Exercise data:
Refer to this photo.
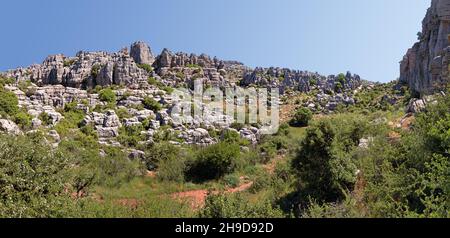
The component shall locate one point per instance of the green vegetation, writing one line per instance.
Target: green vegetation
(9, 104)
(301, 117)
(95, 71)
(214, 162)
(107, 95)
(151, 104)
(46, 119)
(131, 136)
(349, 164)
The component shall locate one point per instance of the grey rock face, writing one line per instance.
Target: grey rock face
(425, 66)
(86, 69)
(302, 81)
(141, 53)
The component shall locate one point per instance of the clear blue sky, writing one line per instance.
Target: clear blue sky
(368, 37)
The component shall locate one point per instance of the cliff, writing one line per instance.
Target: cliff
(425, 67)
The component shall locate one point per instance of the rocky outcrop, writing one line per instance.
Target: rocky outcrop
(141, 53)
(9, 127)
(425, 67)
(86, 70)
(302, 81)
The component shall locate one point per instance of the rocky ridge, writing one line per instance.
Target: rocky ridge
(425, 67)
(135, 75)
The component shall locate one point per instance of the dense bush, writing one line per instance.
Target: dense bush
(235, 206)
(32, 179)
(324, 161)
(107, 95)
(301, 117)
(215, 161)
(131, 135)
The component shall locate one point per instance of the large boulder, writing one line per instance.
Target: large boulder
(9, 127)
(141, 53)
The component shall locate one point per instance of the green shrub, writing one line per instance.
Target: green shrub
(324, 162)
(131, 135)
(160, 152)
(33, 179)
(107, 95)
(301, 117)
(231, 180)
(46, 119)
(151, 104)
(23, 119)
(172, 169)
(123, 113)
(215, 161)
(234, 206)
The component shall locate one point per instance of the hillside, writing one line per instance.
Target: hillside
(99, 135)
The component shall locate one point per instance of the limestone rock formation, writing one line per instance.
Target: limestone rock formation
(85, 70)
(141, 53)
(9, 127)
(425, 67)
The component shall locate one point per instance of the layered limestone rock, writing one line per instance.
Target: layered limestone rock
(302, 81)
(425, 67)
(87, 69)
(141, 53)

Exercise brief:
Copy out every entry exactly as written, but not the pictures.

Result of this exercise:
Refer to this photo.
The component shall locate one point per instance of the green vegetation, writing one line per instance.
Target: green vegetation
(9, 104)
(301, 117)
(95, 71)
(214, 162)
(107, 95)
(151, 104)
(46, 119)
(131, 136)
(349, 164)
The component shall locate one point per instance of the grey rock face, writing one line per instance.
Target: grey rock face
(425, 66)
(86, 69)
(302, 81)
(141, 53)
The component shall locate one point per instance of the clear blue sky, writing one line per instance.
Target: clear blue sky
(368, 37)
The component shall locate one point per instance of the cliff, writing one line per instance.
Target: cliff
(425, 67)
The component shall locate one point per instance of the rocky outcrop, writing one line per instance.
Target: rocky outcrop
(141, 53)
(9, 127)
(425, 67)
(86, 70)
(302, 81)
The component shall locate one point per instance of the rocky ridge, writing one line per instance.
Target: rocky ridge
(425, 67)
(135, 75)
The component shall locate one point per instance of the dense bush, writing one line per instance.
Target: dense bush
(235, 206)
(32, 179)
(324, 161)
(107, 95)
(301, 117)
(215, 161)
(131, 135)
The component shall locate one point per instance of the large boulder, writing one line per instance.
Target: large boulder
(9, 127)
(141, 53)
The component shall locate one point per instance of the green shrub, writing one line per instance.
Target: green shrub
(324, 162)
(131, 135)
(160, 152)
(33, 179)
(107, 95)
(301, 117)
(231, 180)
(46, 119)
(151, 104)
(23, 119)
(172, 169)
(123, 113)
(215, 161)
(234, 206)
The component shall locate one point per instance of the hillside, writing one line per instance.
Target: hillside
(99, 135)
The component shall locate one point per instance of the limestone rock formation, writing one line per instance.
Target: limestone rock formation
(85, 70)
(141, 53)
(9, 127)
(425, 67)
The component shall locate one point per instance of the layered limestone rock, writing one line per instance.
Target: layered limestone rock
(302, 81)
(425, 67)
(87, 69)
(141, 53)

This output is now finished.